-- TASK DETAILS --
Find each line below that contains the word "white" and copy those lines out in full.

-- DATASET --
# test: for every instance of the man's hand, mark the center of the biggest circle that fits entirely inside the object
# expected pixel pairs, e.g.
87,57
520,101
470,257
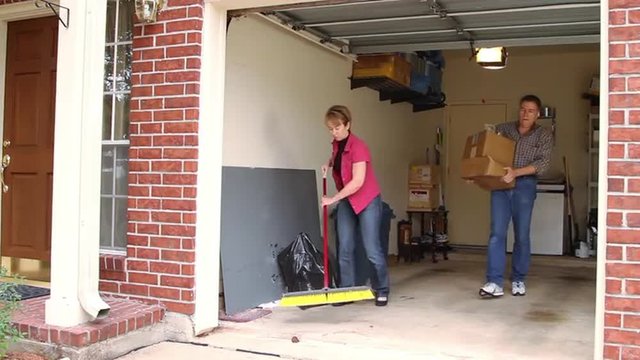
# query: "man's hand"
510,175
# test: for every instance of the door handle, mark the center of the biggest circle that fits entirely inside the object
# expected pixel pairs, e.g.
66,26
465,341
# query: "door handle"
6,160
...
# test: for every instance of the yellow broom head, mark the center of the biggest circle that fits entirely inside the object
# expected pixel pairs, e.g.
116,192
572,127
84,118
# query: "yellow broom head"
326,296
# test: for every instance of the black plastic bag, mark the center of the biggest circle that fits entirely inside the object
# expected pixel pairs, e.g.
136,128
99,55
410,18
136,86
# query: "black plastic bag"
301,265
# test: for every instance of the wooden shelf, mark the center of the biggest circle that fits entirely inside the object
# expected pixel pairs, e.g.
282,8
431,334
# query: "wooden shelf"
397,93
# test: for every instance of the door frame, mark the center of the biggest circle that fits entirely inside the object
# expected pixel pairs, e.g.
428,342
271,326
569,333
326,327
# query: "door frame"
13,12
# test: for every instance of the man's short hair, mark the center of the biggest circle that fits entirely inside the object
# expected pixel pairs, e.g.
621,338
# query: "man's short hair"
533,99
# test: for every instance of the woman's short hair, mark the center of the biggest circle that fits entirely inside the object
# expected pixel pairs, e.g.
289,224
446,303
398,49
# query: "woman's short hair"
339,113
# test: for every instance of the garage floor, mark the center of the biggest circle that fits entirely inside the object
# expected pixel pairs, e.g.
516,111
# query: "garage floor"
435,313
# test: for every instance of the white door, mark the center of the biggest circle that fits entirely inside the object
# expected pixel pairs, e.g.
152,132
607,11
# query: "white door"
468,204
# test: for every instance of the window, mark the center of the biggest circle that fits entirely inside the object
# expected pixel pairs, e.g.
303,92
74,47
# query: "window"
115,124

-- SOLUTION BELOW --
# test: for every instance of the white door, mark the center of the biggest circle that fits entirely inside the object
# query: "white door"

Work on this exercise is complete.